[[ AVAILABLE RECORDS, beginning ]]

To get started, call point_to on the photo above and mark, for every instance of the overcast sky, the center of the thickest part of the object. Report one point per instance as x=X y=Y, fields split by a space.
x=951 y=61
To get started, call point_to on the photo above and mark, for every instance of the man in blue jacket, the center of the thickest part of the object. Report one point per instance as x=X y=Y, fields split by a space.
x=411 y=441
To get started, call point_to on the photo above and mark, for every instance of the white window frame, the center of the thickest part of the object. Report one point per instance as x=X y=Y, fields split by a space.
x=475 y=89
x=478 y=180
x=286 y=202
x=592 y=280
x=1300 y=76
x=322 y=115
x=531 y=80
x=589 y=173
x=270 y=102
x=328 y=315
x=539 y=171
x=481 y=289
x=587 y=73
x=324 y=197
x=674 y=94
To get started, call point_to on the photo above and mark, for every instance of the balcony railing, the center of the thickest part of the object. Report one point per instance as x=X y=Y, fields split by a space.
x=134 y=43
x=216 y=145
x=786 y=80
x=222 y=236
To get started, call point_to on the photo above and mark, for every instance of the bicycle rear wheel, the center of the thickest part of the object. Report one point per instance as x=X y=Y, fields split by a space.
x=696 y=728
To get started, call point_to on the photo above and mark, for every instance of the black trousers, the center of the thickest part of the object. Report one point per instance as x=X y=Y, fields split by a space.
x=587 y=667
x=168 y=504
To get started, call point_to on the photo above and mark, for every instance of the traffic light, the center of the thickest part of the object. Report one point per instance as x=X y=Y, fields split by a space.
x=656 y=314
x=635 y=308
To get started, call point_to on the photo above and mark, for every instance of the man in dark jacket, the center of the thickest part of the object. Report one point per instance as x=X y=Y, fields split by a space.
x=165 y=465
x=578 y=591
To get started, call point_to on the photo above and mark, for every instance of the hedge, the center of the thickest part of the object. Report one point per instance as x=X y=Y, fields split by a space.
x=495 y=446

[[ AVAILABLE RECORDS, end ]]

TASK DETAILS:
Retype every entry without changing anything.

WRITTEN ANSWER:
To get started, call point_to on the photo above and mark, for every instance of the overcast sky, the center of the thickest part of the object. Report one point per instance as x=X y=Y, fields split by a space.
x=951 y=61
To get started, call point_to on the photo above and mark, for every instance of the man in blue jacket, the center of the thickest part of the object. Report one point per instance as x=X y=Y, fields split by a space.
x=411 y=441
To get started, call point_to on the photo above and mark, for every instance of the white window frame, the center of the thickest part of the object. Report one point per instance as x=X y=Y, fields split by a space.
x=475 y=89
x=478 y=180
x=286 y=202
x=592 y=280
x=1300 y=76
x=322 y=115
x=531 y=80
x=589 y=173
x=270 y=102
x=328 y=315
x=539 y=171
x=481 y=289
x=587 y=73
x=324 y=197
x=674 y=94
To get started, call point_to on the photo above and mark, for every instance of the balcony railing, the center of the thickest part of the object. Report one point per instance as x=X y=Y, fields split by a space.
x=134 y=43
x=216 y=145
x=786 y=80
x=222 y=236
To get started, call point_to on the photo above and mark, for every instance of the bicycle rear wheel, the center of the thickest part of the object. Report one point per instance as x=X y=Y, fields split by a space.
x=696 y=728
To get started, call point_to on the photo above and mark, for every instance of the black trousers, the center of the thickest part of the object. Report one point per instance as x=X y=Y, fields split by a space.
x=587 y=667
x=168 y=504
To get started, call point_to on the photo above and mark, for every instance of the traffic light, the center of the thickest part of the object. Report one point per instance as x=X y=Y, fields split by a space.
x=656 y=314
x=635 y=308
To get started, call point_to on the photo above and mark, for every instance of the man in dark jacket, the center of the thickest part of the object. Report one point per instance as x=X y=Y, fields split by a space.
x=165 y=465
x=578 y=591
To get started, call point_to on the photo above and mark, for every instance of the hedge, the center of the thickest part of the object. Report one point per instance as x=X y=Y, fields split by a space.
x=495 y=446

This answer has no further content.